=== Provided data ===
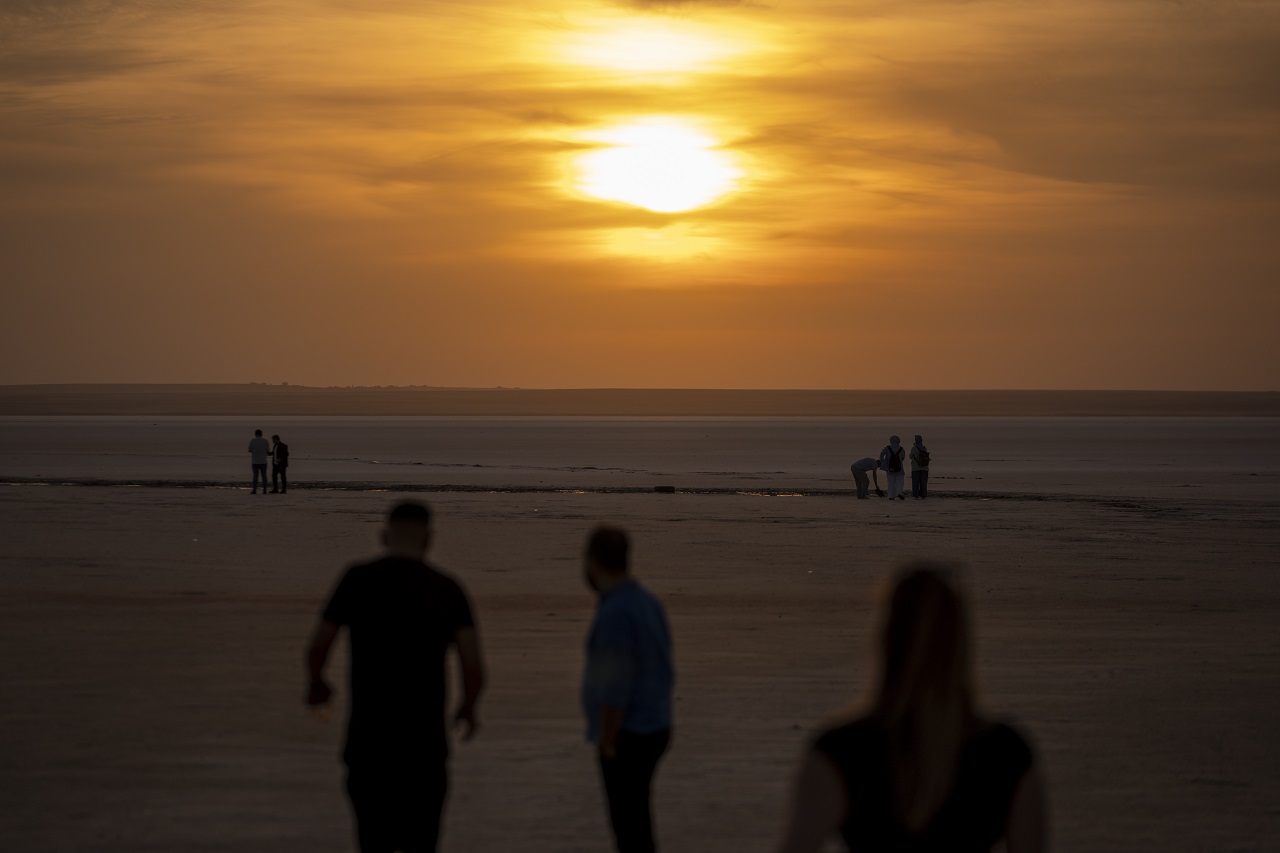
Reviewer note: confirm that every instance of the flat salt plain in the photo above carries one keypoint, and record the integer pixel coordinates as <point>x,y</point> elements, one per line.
<point>1123,573</point>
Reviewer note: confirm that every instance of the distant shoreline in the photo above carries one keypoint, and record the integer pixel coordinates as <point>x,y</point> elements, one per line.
<point>261,400</point>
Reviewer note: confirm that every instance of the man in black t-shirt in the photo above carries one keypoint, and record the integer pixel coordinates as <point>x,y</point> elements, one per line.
<point>279,465</point>
<point>402,616</point>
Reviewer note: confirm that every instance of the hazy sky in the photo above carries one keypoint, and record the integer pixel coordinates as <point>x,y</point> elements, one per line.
<point>886,194</point>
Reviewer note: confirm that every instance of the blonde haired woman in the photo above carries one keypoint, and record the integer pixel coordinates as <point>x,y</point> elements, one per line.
<point>919,770</point>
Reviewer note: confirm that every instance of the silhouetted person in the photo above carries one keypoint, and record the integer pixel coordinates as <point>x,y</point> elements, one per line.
<point>919,469</point>
<point>891,463</point>
<point>402,615</point>
<point>279,465</point>
<point>259,452</point>
<point>626,688</point>
<point>919,769</point>
<point>859,469</point>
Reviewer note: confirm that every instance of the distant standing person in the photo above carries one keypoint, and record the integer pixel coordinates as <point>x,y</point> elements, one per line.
<point>402,615</point>
<point>279,465</point>
<point>891,463</point>
<point>918,769</point>
<point>259,452</point>
<point>859,469</point>
<point>626,688</point>
<point>919,469</point>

=== Problem description ===
Please set down each line of the data above exactly as written, without the pictures.

=== Reply to the task ===
Reviewer note: confirm that every instance of the flat salt plain in the photo above carries one keypoint, and record the integer pixel coordinates as <point>x,y</point> elements, one per line.
<point>1123,573</point>
Reviewer note: confirm that every instance of the distant shoreline in the photo above carries one keypoint, and record the integer pixel coordinates as <point>x,y</point> elements, one per line.
<point>261,400</point>
Reviewer note: confirm that every instance of the man in black t-shirt in the photo above carries one keypoint, and record the integer pixel coordinates as <point>x,y</point> elements, one per line.
<point>279,465</point>
<point>402,616</point>
Reviewer note: confirm that every instance of the hazy sky in the photo above carries one keypoint, and record the integer pixel coordinates as <point>x,y</point> elements, one per line.
<point>886,194</point>
Reviewer note: confirm that every instance of the blonde haired woman in the photo above carries one keypoint, and record the integer pixel coordinates as <point>x,y</point> elements, one per line.
<point>919,770</point>
Reviewer note: confirm that every instance of the silhouetted person in the photo above carries one keypoint, and record the integer pixel coordinates as <point>x,y</point> elements, one per line.
<point>919,469</point>
<point>891,463</point>
<point>402,615</point>
<point>279,465</point>
<point>259,452</point>
<point>626,688</point>
<point>919,769</point>
<point>859,469</point>
Reviewer note: confirm that every instance of the distant standing person in the photo above carries one keypoint, and record the integer pixel coordinates as <point>x,y</point> elements, one per line.
<point>402,615</point>
<point>279,465</point>
<point>891,463</point>
<point>918,769</point>
<point>259,452</point>
<point>859,469</point>
<point>626,688</point>
<point>919,469</point>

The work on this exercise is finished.